Labeled shape records:
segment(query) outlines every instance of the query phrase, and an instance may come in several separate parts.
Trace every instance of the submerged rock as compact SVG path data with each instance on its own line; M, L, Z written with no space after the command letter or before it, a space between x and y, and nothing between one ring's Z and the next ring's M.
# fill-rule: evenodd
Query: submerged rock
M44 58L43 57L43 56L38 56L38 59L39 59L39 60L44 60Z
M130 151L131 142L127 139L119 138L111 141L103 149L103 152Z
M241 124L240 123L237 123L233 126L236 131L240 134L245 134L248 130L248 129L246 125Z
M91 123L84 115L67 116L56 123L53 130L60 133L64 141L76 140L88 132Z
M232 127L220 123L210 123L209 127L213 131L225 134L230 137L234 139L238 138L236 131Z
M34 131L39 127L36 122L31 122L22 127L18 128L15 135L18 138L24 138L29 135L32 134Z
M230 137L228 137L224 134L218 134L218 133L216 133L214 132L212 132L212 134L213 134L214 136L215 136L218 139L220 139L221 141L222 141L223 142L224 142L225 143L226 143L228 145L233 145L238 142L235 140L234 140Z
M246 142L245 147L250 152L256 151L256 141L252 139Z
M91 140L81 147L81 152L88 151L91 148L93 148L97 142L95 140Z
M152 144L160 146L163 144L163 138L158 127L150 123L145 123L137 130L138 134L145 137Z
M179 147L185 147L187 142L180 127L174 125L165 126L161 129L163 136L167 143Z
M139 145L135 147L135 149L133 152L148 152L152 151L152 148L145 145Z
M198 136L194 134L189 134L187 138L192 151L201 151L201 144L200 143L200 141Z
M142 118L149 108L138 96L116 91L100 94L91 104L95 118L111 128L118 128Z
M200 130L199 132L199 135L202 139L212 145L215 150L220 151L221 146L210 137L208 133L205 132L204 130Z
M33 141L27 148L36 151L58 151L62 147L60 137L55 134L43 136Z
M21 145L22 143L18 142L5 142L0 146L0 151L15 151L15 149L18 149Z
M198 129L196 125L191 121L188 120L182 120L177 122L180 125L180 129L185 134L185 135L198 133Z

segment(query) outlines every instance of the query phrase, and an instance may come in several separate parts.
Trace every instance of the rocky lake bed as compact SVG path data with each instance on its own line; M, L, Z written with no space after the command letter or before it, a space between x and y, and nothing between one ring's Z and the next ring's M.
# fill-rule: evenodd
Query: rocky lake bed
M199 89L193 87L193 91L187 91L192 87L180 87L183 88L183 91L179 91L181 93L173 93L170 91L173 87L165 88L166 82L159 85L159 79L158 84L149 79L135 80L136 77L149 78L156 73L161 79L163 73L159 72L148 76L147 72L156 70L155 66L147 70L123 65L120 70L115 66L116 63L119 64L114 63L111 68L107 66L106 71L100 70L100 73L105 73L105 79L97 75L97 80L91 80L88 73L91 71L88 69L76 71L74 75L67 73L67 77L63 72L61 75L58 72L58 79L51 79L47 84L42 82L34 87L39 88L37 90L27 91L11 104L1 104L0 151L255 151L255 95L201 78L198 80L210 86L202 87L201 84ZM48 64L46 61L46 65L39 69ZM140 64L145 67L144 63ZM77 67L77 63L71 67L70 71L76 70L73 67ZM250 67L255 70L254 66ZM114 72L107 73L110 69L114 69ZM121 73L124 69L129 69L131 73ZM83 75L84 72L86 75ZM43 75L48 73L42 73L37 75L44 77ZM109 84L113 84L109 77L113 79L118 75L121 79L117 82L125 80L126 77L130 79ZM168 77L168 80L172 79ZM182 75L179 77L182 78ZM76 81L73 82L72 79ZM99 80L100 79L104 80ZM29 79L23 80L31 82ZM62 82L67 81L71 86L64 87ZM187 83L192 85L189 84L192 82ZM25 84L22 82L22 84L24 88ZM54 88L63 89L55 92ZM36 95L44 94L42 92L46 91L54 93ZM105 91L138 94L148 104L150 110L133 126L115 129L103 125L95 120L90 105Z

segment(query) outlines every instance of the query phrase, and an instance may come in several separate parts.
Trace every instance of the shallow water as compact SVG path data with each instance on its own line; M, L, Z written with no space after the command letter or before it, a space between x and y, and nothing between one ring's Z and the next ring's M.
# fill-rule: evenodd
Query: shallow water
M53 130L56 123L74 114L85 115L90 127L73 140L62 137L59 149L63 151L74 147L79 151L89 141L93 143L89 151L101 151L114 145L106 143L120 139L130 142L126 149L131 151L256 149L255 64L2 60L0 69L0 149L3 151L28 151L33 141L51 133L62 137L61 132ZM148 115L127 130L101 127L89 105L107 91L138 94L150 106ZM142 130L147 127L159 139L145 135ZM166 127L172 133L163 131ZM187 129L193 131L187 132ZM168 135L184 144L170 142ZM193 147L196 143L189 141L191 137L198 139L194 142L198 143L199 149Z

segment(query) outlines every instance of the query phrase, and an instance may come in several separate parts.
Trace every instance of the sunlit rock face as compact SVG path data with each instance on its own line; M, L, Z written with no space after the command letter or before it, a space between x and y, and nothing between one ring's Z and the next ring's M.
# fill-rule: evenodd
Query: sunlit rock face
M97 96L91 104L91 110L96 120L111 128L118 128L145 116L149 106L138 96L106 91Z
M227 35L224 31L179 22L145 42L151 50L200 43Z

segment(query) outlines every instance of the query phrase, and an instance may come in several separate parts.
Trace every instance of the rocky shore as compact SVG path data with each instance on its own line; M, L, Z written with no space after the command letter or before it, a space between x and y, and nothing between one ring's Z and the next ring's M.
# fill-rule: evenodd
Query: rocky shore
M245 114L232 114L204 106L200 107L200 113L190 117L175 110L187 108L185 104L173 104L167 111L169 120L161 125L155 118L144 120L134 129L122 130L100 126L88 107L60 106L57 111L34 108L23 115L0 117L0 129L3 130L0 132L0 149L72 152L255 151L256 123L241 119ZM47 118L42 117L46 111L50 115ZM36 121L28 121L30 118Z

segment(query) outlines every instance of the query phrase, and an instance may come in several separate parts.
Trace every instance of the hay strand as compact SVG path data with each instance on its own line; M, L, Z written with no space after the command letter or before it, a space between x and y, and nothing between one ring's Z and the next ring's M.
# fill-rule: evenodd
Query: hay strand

§ **Given instruction**: Reproduce the data above, swapping every occurrence of "query phrase" for "search phrase" and leaving everything else unchanged.

§ **The response**:
segment(query) outlines every instance of the search phrase, and an instance may come in several separate parts.
Trace every instance of the submerged rock as compact SVG path data with each instance on its own line; M, L, Z written with no space after the command letter or before it, a space between x and y, and nothing between one ring's Z and the next ring's M.
# fill-rule: evenodd
Query: submerged rock
M44 58L43 57L43 56L38 56L38 59L39 59L39 60L44 60Z
M130 151L131 142L127 139L119 138L111 141L103 149L103 152Z
M241 124L240 123L237 123L233 126L236 131L240 134L245 134L248 130L248 129L246 125Z
M91 123L84 115L67 116L56 123L53 130L60 133L64 141L76 140L88 132Z
M232 127L220 123L210 123L209 127L213 131L225 134L230 137L234 139L238 138L236 131Z
M34 131L39 127L36 122L31 122L22 127L18 128L15 135L18 138L24 138L29 135L32 134Z
M230 137L228 137L224 134L218 134L218 133L216 133L214 132L212 132L212 134L213 134L214 136L215 136L218 139L220 139L221 141L222 141L223 142L224 142L225 143L226 143L228 145L233 145L238 142L235 140L234 140Z
M246 142L245 147L250 152L256 151L256 141L252 139Z
M91 140L81 147L81 152L88 151L91 148L93 148L97 142L95 140Z
M152 144L160 146L163 144L163 138L158 127L150 123L145 123L137 130L138 134L145 137Z
M179 147L185 147L187 142L180 127L174 125L165 126L161 129L163 136L167 143Z
M139 145L135 147L135 149L133 152L148 152L152 151L152 148L145 145Z
M198 136L194 134L189 134L187 138L192 151L201 151L201 144L200 143L200 141Z
M142 118L149 108L138 96L116 91L100 94L91 104L95 118L111 128L118 128Z
M200 130L199 132L199 135L202 139L212 145L215 150L220 151L221 146L210 137L208 133L205 132L204 130Z
M33 141L27 148L36 151L58 151L62 147L60 137L55 134L43 136Z
M21 145L22 143L18 142L5 142L0 146L0 151L15 151L15 149L18 149Z
M198 129L196 125L191 121L188 120L182 120L177 122L180 125L180 129L185 134L185 135L198 133Z

segment(query) outlines every instance of the search phrase, and an instance may come in several separate parts.
Trace every instance of the rocky lake bed as compact SVG path data with each instance on its own line; M, L, Z written with no space after the command letter or before it, a space between x and y, and nothing between one ring's Z and the next ring's M.
# fill-rule: evenodd
Query: rocky lake bed
M199 89L193 87L193 91L187 91L192 87L180 87L183 88L183 91L179 91L181 93L173 93L170 91L173 87L165 88L166 82L159 85L159 79L158 84L149 79L135 80L136 77L149 78L156 73L161 79L163 73L159 72L148 76L147 72L156 70L155 66L147 70L123 65L120 70L115 66L116 63L119 64L114 63L111 68L107 66L106 71L100 70L100 73L105 73L105 79L97 75L97 80L91 80L88 73L91 71L88 69L76 71L74 75L67 73L67 77L63 72L61 75L58 72L58 79L51 79L47 84L42 82L34 87L39 88L37 90L27 91L11 104L1 104L0 151L255 151L255 95L201 78L198 80L210 86L202 87L201 84ZM48 64L46 61L46 65L39 69ZM140 64L145 67L144 63ZM77 67L77 63L71 67L70 71L76 70L73 67ZM250 67L255 70L254 66ZM114 72L107 73L110 69L114 69ZM121 73L124 69L129 69L131 73ZM83 75L84 72L86 75ZM43 75L48 73L42 73L37 75L44 77ZM109 84L113 84L109 77L113 79L118 75L121 79L117 82L125 80L126 77L130 79ZM168 77L168 80L172 79ZM182 75L179 77L182 78ZM76 81L73 82L72 79ZM99 80L100 79L104 80ZM29 79L23 80L31 82ZM62 82L67 81L71 86L64 87ZM187 83L192 85L189 84L192 82ZM25 84L22 82L22 84L24 88ZM54 88L63 89L55 92ZM36 95L44 94L42 92L46 91L54 93ZM105 91L138 94L148 104L150 110L133 126L115 129L103 125L95 120L90 105Z

segment(query) outlines every instance of the search phrase, and an instance may come in several separate parts.
Trace every instance of the shallow water as compact SVG path data with each instance on its own line; M, L, Z written with no space after the command letter or before it, a space between x and y, and nothing between one ring's Z and the next ring's M.
# fill-rule: evenodd
Query: shallow water
M53 130L56 123L74 114L85 115L90 127L73 140L62 137L59 149L63 151L74 147L79 151L89 141L93 143L89 151L101 151L114 145L106 143L120 139L130 142L126 149L131 151L256 149L255 64L2 60L0 69L0 149L3 151L28 151L33 141L51 133L62 137L61 132ZM148 115L127 130L101 127L89 105L107 91L138 94L150 106ZM142 130L147 127L159 139L145 135ZM166 127L172 133L163 131ZM187 129L193 131L187 132ZM168 135L184 144L170 142ZM193 147L196 143L189 141L191 137L198 139L194 142L198 143L199 149Z

segment(query) outlines every instance of the search phrase, and an instance may come in several separate parts.
Trace every instance of the sunlit rock face as compact SVG path data with each instance on its own line; M, L, Z written with no space after the command letter or before it, a space between x and y, and nothing between one ring's Z and the next ring's M.
# fill-rule: evenodd
Query: sunlit rock face
M97 96L91 104L91 110L96 120L111 128L118 128L145 116L149 106L138 96L106 91Z
M227 35L224 31L179 22L145 42L151 50L200 43Z

segment(query) outlines every instance of the search phrase, and an instance may come in several separate parts.
Trace every instance of the rocky shore as compact SVG path data with each instance on its own line; M, L, Z written with no space after the command letter or before it, a space between x and y, and nothing between one ring's Z and the next ring's M.
# fill-rule: evenodd
Query: rocky shore
M245 114L232 114L204 106L200 107L200 113L190 117L175 110L187 108L185 104L173 104L167 111L169 120L161 125L155 118L144 120L134 129L122 130L100 126L88 107L60 106L57 111L34 108L23 115L0 117L0 129L3 130L0 132L0 149L72 152L255 151L256 123L241 119ZM47 118L42 117L46 111L50 115ZM36 121L28 121L30 118Z

segment(query) outlines every instance of the search phrase, and an instance may come in several separate parts.
Trace every instance of the hay strand as compact SVG path data with each instance on its own line; M, L, Z written with no space after the command letter or before it, a space between x and y, and nothing between one ring's Z and the next ring's M.
# fill-rule: evenodd
Query: hay strand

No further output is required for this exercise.